As told to Ally Oliver-Perham
We’re putting it on the record: Leanne Miller and Duré Dara OAM are impressive operators. A woman of the Dhulanyagen Ulupna Clan, Yorta Yorta nation, Leanne is the Executive Director of Koorie Women Mean Business, and an Inaugural Atlantic Fellow for Social Equity (2017). In company, you quickly notice her enviably direct manner, matched only by fellow Victorian Women’s Trust Board Member, Duré.
Duré is a feminist foodie from way back. She’s also a jazz musician, former restauranteur and social worker, and an integral part of the fabric of the Victorian Women Trust.
Leanne and Duré have worked together for over two decades – and this is how it all began.
Leanne: Koorie Women Mean Business (KWMB) was established by a number of Aboriginal women leaders in government and non-government roles. We’re talking over 30 years ago. At the helm was Jenny Florence, Executive Director of the Victorian Women’s Trust (VWT), and the KWMB project team, which included people like Mary Atkinson, Esme Saunders, Lois Peeler, Olive Walsh, and their first project worker, Julie Peers.
It started through a conversation Julie had with Jenny. She was wearing her hat as part of the Aboriginal and Torres Strait Islander Commission. Julie had noticed a discrepancy between women and men on issues like loans which were based on male income earnings. So, that drove her to think about Aboriginal women. She started an internal discussion and KWMB received some initial funding from VWT.
I volunteered at the very first outcomes of that consultation that Julie drove, and later, I also volunteered to be one of the facilitators within two of the workshops. I was just a bunny girl, to put it nicely! At the time, I was working full time in a couple of roles at different organisations and I was approached to develop a video and package around Aboriginal women in business for a KWMB project. I said, ‘Yeah, I can do that, but it’s not for me.’ So I stepped back.
==================================================
• **YOUR INSTRUCTIONS**: Continue the account of how Koorie Women Mean Business began, starting after its final sentence and keeping to Leanne's first-person voice.

• **RECORDS PROVIDED**:
==================================================
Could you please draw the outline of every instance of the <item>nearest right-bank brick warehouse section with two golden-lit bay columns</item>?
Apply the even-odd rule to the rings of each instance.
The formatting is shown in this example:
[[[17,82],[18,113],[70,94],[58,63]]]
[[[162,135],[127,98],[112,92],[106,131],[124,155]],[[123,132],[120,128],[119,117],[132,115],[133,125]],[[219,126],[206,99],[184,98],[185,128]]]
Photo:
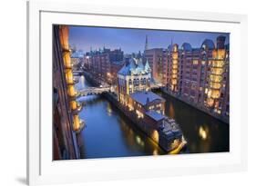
==================================================
• **RESULT OF THIS TASK**:
Later, I was approached by Aunty Mary Atkinson and Aunty Olive Walsh at a lunch to look at another KWMB project they were thinking of doing, and I was like, ‘Why me? Maybe it’s a fit, maybe it’s not a fit.’ Aboriginal women leaders were working within Federal Government and they could see that women in regional Victoria needed this particular project and that I should learn from it. I thought, ‘Ok, alright. I can see the writing on the wall.’
Around that time, Duré invited me to consider a role that had become vacant on the Victorian Women’s Trust Board. Because KWMB and VWT were in the building, she’d come upstairs and start planting these little seeds. ‘Let’s do a coffee,’ she’d say. I was like, ‘Oh, this woman’s up to something.’ We continued to have coffees for about three months and I finally said, ‘I’ll come and sit in on a meeting.’ Mary Crooks had become VWT Executive Director by that point. She told me, ‘You should come on the Board. You should.’
I had seen the VWT granting committee meetings and I thought they were impressive. That was when I decided to join the Board, with the understanding that I was bringing a different lens.
My first impression of Duré was, ‘oh my god, she’s loud!’ And there’s all this jewellery happening, you know! She was extremely confident and she had the confidence of everyone at the table and I thought, ‘I’d like to do that.’ We’ve worked together for over twenty years now. She’s still bossy, but coming from a different level of energy, I think.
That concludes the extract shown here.